Recorded data:
=====
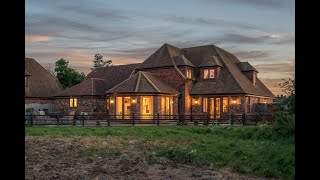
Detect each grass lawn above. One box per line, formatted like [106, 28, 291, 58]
[25, 126, 295, 179]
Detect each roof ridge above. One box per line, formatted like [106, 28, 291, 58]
[105, 77, 132, 93]
[140, 71, 160, 92]
[212, 45, 247, 93]
[134, 71, 141, 92]
[171, 54, 187, 80]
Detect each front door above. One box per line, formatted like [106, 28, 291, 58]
[209, 98, 221, 118]
[161, 97, 173, 119]
[140, 96, 153, 119]
[209, 98, 214, 118]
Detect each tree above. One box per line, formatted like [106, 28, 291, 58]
[54, 58, 85, 88]
[279, 75, 296, 114]
[91, 54, 113, 70]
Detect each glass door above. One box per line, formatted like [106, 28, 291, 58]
[123, 97, 131, 119]
[116, 97, 123, 119]
[215, 98, 220, 118]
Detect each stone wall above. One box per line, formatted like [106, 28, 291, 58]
[24, 98, 54, 104]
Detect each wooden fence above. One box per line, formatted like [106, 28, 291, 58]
[25, 113, 273, 126]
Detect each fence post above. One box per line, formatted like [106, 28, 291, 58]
[57, 114, 60, 126]
[182, 113, 185, 125]
[231, 114, 234, 126]
[31, 113, 33, 126]
[107, 112, 110, 126]
[81, 113, 84, 126]
[242, 113, 246, 126]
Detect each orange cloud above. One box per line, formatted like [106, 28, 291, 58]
[25, 35, 51, 43]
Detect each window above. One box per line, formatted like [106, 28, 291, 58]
[187, 69, 192, 79]
[69, 98, 78, 107]
[116, 97, 123, 118]
[252, 72, 257, 85]
[161, 97, 173, 116]
[222, 97, 228, 112]
[140, 96, 153, 119]
[203, 69, 214, 79]
[202, 97, 208, 112]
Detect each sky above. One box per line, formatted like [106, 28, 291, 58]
[25, 0, 295, 95]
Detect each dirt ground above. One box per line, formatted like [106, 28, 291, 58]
[25, 136, 268, 180]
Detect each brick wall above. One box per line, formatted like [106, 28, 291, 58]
[24, 98, 54, 104]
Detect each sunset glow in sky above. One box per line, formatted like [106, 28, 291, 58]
[25, 0, 295, 95]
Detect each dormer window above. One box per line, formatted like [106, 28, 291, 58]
[186, 69, 192, 79]
[203, 69, 215, 79]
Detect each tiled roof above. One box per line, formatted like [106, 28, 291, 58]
[106, 71, 179, 94]
[173, 55, 194, 67]
[137, 44, 181, 69]
[25, 58, 62, 97]
[55, 64, 139, 96]
[182, 45, 274, 97]
[198, 56, 222, 67]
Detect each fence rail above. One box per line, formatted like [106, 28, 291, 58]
[25, 113, 273, 126]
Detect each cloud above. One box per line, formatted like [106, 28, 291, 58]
[25, 35, 51, 43]
[254, 60, 295, 73]
[162, 15, 262, 30]
[203, 0, 295, 9]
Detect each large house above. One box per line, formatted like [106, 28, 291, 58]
[24, 58, 62, 111]
[55, 44, 274, 118]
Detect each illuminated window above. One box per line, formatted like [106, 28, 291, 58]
[116, 97, 123, 115]
[69, 98, 78, 107]
[203, 69, 214, 79]
[202, 97, 208, 112]
[222, 97, 228, 112]
[187, 69, 192, 79]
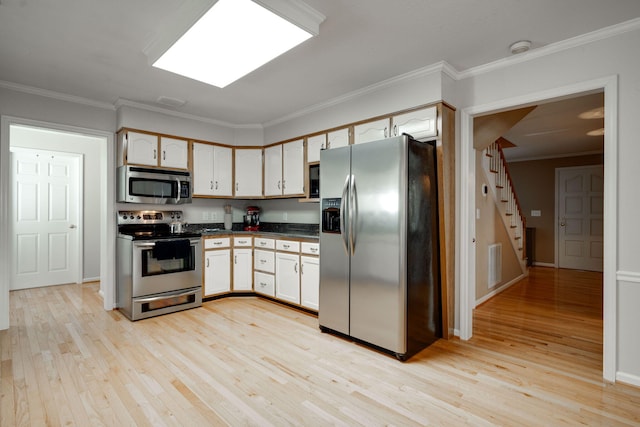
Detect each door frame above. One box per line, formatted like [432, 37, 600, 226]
[553, 164, 604, 268]
[456, 75, 618, 382]
[7, 148, 84, 289]
[0, 115, 116, 330]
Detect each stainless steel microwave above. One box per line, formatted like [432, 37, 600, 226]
[117, 165, 191, 205]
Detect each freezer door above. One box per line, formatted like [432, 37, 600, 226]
[348, 136, 407, 354]
[318, 147, 351, 335]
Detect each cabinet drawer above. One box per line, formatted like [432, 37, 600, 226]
[253, 249, 276, 273]
[204, 237, 231, 249]
[233, 236, 251, 248]
[276, 240, 300, 252]
[302, 242, 320, 255]
[253, 271, 276, 297]
[253, 237, 276, 249]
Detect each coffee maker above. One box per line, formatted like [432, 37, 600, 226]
[243, 206, 260, 231]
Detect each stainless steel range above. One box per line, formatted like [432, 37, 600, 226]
[116, 211, 202, 320]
=====
• WORK REQUIRED: Copy every line above, from the one containing "Detect each tiled" down to the one containing "[117, 165, 191, 205]", including both of those lines. Leave the pictures out of your copy.

• EXERCISE SOLUTION:
Detect each tiled roof above. One box per line, formatted like [106, 28, 291, 58]
[106, 71, 179, 94]
[173, 55, 194, 67]
[137, 44, 181, 69]
[25, 58, 62, 97]
[55, 64, 139, 96]
[182, 45, 274, 97]
[198, 56, 222, 67]
Detect each fence rail above. One box per line, formatted like [106, 28, 291, 58]
[25, 113, 273, 126]
Detect each cloud above. One box per line, formatted like [106, 28, 291, 58]
[25, 35, 51, 43]
[254, 60, 295, 73]
[162, 15, 262, 30]
[203, 0, 295, 9]
Detect each large house above. One box per line, formatted like [106, 28, 291, 58]
[24, 58, 62, 111]
[55, 44, 274, 118]
Detect each illuminated window above. One box per line, formatted like [106, 28, 291, 58]
[116, 97, 123, 115]
[69, 98, 78, 107]
[203, 69, 214, 79]
[202, 97, 208, 112]
[222, 97, 228, 112]
[187, 69, 192, 79]
Detect each door frame above. One box per line, formatted like [432, 37, 600, 226]
[553, 164, 604, 268]
[456, 75, 618, 382]
[7, 148, 84, 289]
[0, 115, 116, 330]
Detect each stainless steel microwave above. One box per line, formatted like [432, 37, 600, 226]
[117, 165, 191, 205]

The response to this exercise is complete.